- Goal
Convert the entries from the line with "Which element in the image above corresponds to the white" up to and including the line with "Which element in the image above corresponds to the sky?" into a JSON list of strings, with one string per line and blank lines omitted.

- Dataset extract
____
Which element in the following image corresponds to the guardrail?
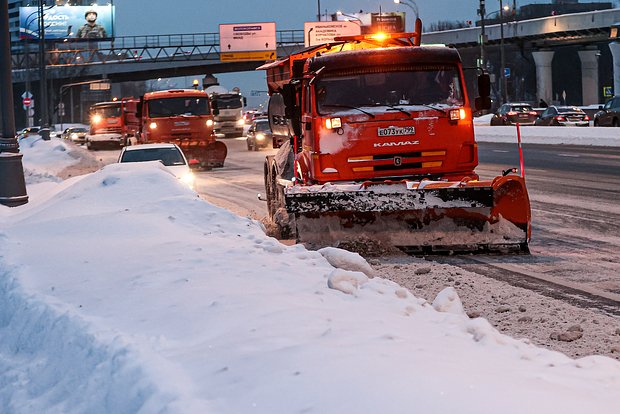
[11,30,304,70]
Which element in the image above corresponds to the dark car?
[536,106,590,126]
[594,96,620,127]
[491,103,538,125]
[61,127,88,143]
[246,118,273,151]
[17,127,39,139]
____
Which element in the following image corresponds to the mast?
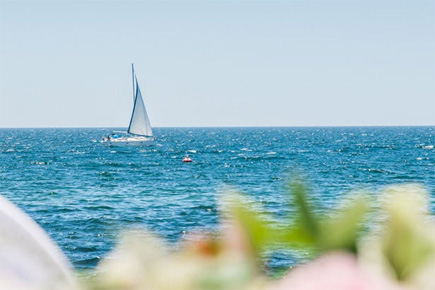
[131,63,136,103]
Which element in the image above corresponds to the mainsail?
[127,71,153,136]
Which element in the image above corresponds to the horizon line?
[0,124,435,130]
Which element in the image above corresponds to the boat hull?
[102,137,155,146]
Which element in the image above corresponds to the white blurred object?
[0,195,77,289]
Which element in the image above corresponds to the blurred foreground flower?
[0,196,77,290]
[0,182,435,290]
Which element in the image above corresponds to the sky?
____
- Correct result
[
  "Which element in the image above corresponds to the white blurred object?",
  "[0,195,77,289]",
  "Which element in the image above corresponds to the blurred foreground flower?",
  "[0,196,77,290]",
  "[0,182,435,290]",
  "Which element in the image above corresponds to the sky?"
]